| SET PROBLEM |
Copy the items below word for word, beginning with the line that contains "Target: sleeve cuff" and continuing through the end of the items. Leave out the pictures.

-- START --

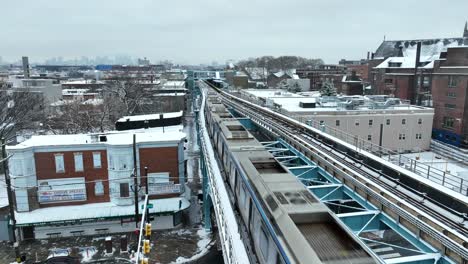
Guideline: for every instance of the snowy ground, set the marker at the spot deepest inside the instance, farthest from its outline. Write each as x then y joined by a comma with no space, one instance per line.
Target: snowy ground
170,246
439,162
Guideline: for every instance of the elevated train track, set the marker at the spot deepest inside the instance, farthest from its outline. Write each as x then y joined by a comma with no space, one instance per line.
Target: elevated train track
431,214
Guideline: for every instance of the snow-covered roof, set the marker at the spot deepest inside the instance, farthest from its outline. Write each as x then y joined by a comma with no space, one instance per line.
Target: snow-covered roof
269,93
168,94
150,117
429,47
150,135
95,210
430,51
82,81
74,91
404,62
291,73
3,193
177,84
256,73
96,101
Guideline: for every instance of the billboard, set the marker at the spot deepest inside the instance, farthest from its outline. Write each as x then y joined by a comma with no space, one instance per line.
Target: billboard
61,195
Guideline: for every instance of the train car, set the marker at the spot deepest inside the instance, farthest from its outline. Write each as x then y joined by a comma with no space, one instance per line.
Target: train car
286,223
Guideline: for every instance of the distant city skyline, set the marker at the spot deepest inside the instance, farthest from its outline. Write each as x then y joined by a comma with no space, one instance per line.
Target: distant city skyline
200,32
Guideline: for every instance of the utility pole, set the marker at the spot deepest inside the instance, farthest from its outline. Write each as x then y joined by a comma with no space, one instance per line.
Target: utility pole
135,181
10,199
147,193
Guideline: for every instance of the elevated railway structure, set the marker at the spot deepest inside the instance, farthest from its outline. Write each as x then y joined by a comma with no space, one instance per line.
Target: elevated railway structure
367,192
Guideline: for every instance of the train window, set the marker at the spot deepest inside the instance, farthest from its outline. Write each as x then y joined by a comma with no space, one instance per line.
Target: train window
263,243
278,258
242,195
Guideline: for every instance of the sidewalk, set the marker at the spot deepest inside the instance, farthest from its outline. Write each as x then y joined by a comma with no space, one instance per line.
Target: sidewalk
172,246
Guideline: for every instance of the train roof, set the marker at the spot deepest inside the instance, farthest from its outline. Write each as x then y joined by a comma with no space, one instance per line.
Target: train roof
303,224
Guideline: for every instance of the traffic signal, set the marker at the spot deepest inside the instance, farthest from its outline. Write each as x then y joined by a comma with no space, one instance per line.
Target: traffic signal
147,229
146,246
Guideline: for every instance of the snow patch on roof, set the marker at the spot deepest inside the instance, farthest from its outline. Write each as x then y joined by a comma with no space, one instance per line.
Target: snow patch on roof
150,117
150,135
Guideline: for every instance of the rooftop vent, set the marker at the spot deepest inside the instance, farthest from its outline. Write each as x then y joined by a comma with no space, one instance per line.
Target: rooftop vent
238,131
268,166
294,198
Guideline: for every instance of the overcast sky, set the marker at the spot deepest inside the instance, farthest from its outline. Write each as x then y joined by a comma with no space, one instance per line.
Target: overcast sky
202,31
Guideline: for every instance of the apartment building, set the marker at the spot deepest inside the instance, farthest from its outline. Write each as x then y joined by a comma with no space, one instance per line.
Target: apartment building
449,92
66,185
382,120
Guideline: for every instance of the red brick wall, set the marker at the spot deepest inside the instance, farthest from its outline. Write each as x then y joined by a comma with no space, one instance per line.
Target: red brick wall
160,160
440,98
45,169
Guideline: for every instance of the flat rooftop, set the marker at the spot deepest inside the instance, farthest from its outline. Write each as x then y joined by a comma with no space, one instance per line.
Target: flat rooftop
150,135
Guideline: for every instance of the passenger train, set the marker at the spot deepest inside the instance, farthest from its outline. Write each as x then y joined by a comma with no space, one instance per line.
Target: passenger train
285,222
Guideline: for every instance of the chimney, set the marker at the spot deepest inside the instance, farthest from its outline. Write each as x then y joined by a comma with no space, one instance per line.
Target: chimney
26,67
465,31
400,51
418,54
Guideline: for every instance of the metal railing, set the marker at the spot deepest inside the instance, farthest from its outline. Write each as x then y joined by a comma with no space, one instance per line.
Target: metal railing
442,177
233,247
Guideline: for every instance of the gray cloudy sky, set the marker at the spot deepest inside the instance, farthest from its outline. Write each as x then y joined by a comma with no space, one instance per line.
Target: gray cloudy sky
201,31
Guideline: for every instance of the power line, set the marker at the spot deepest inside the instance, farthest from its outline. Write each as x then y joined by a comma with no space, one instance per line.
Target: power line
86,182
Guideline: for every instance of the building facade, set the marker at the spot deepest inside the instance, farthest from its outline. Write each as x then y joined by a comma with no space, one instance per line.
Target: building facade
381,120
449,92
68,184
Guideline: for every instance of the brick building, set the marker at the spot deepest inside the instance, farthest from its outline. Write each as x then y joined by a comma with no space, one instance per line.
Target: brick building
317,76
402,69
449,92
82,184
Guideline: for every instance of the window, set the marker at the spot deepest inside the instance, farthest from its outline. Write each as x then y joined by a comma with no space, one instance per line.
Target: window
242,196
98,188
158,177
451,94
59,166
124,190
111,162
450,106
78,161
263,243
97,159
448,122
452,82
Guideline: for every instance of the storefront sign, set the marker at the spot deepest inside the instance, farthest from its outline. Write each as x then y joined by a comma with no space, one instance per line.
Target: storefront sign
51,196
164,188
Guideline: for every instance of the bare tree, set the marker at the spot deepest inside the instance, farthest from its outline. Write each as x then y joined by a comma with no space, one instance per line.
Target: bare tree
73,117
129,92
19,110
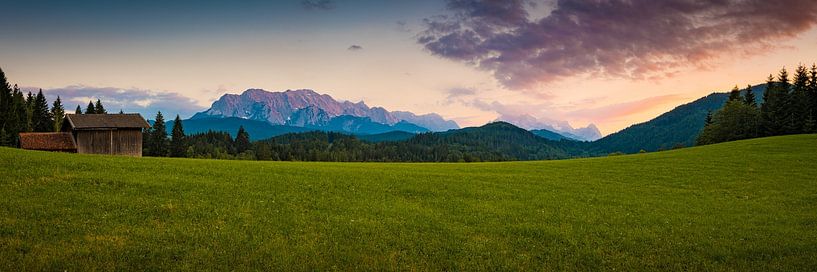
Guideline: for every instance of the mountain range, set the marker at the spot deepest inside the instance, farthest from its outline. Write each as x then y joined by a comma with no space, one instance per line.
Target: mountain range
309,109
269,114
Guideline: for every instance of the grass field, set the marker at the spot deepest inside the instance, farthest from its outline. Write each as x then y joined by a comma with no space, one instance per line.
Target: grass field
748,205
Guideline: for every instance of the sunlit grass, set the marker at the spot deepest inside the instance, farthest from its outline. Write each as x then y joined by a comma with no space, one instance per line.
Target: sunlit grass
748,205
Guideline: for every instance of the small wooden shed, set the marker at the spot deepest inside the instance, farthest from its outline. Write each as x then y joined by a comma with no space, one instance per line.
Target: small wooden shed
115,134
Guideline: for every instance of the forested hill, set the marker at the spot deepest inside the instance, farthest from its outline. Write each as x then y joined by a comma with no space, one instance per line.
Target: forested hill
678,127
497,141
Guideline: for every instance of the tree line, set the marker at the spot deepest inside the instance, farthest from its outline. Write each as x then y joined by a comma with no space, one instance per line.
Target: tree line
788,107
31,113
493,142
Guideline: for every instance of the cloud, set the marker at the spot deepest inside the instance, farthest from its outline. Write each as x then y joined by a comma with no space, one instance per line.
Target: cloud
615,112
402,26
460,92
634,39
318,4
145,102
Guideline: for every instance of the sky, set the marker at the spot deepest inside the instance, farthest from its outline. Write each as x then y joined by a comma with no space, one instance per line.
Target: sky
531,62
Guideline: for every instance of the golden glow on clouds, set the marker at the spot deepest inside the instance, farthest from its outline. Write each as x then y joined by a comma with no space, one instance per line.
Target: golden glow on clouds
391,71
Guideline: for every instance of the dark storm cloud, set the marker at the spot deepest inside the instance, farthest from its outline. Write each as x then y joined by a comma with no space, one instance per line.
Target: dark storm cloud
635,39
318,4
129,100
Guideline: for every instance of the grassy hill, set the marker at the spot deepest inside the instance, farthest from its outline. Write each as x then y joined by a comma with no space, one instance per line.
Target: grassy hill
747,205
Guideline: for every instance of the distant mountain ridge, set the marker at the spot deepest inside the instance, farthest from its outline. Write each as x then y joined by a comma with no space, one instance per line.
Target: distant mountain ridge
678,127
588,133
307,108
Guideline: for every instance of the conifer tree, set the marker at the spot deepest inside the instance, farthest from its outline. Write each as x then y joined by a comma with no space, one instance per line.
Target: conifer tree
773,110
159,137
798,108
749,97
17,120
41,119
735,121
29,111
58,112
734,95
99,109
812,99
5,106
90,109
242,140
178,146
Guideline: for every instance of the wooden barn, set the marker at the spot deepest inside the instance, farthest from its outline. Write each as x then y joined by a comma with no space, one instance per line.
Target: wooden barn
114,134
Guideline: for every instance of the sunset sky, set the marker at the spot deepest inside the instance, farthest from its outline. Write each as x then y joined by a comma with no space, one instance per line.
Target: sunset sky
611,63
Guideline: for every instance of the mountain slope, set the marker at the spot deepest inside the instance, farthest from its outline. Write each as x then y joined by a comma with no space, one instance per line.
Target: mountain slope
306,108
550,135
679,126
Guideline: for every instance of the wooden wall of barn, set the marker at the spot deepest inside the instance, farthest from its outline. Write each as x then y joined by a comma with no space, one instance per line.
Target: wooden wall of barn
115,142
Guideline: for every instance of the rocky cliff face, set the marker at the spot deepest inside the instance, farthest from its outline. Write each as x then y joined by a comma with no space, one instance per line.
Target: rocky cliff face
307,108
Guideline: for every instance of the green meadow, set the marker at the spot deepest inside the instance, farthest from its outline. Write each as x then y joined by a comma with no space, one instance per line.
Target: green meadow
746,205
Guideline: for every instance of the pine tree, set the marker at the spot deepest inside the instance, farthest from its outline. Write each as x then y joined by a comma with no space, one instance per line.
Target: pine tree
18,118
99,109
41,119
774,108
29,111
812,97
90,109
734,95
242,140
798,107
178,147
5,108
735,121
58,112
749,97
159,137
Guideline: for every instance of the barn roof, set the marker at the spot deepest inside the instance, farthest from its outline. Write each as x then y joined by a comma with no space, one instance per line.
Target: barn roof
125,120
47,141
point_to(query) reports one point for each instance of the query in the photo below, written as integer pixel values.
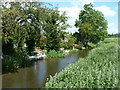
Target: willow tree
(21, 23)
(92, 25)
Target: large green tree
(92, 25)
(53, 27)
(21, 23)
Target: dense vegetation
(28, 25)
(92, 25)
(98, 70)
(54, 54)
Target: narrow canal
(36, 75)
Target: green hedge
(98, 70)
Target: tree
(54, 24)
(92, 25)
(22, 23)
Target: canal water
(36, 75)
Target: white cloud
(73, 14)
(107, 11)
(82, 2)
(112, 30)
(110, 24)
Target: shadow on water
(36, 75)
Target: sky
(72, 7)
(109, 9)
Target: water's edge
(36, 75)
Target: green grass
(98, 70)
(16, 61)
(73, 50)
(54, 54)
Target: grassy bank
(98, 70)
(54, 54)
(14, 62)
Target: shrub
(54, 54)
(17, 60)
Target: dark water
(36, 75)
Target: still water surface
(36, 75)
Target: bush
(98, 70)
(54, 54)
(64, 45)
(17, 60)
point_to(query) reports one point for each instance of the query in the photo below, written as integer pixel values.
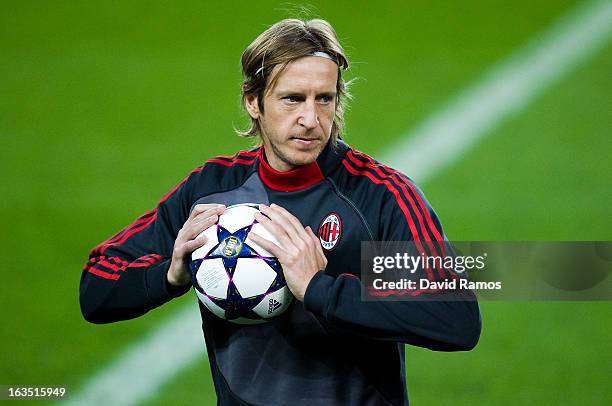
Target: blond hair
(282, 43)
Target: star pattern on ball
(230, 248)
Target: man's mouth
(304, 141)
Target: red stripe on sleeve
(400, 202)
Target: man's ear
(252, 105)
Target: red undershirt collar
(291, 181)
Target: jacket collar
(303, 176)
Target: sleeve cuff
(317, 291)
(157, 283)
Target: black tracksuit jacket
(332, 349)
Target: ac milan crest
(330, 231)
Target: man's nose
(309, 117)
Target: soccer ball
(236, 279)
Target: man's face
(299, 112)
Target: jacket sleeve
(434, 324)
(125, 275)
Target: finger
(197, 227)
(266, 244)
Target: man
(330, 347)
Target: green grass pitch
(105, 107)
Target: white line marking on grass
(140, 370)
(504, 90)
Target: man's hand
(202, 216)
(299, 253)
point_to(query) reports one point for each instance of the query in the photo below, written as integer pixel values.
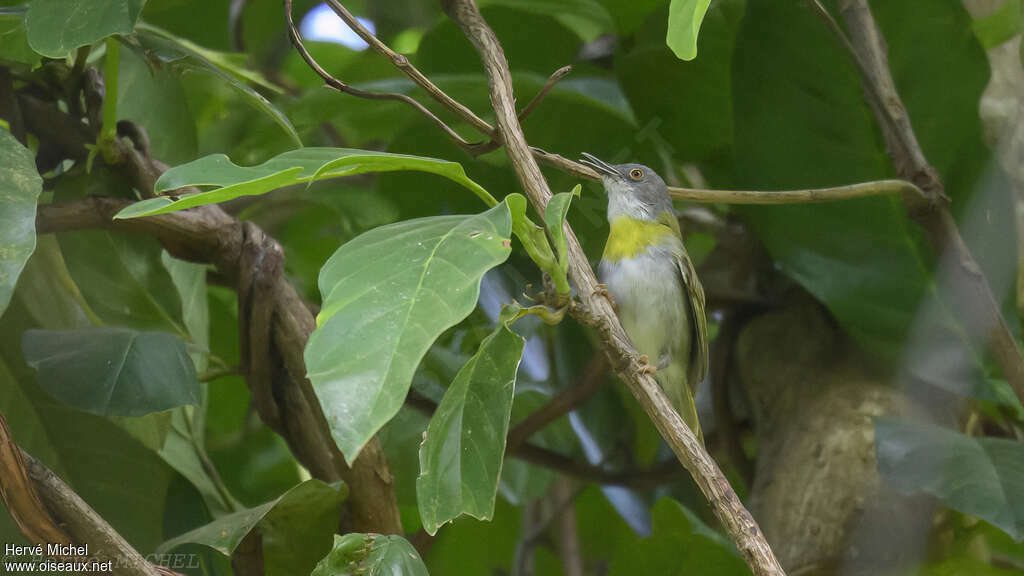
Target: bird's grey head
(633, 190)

-- END --

| SOLUTION TO THIS TASK |
Target: sleeve cuff
(317, 291)
(157, 283)
Target: black tracksuit jacket
(332, 349)
Target: ac milan crest
(330, 231)
Target: man's nose
(309, 117)
Target: soccer ball
(236, 279)
Target: man's face
(299, 112)
Target: jacket sleeve
(434, 324)
(125, 275)
Target: finger
(197, 227)
(266, 244)
Target: man
(330, 347)
Target: green grass pitch
(105, 107)
Target: white line marking on grass
(140, 370)
(504, 90)
Target: man's hand
(202, 216)
(299, 253)
point_to(query) reports one point for each instance of the query in the photo below, written as integer pixel values.
Target: bird's grey head
(633, 190)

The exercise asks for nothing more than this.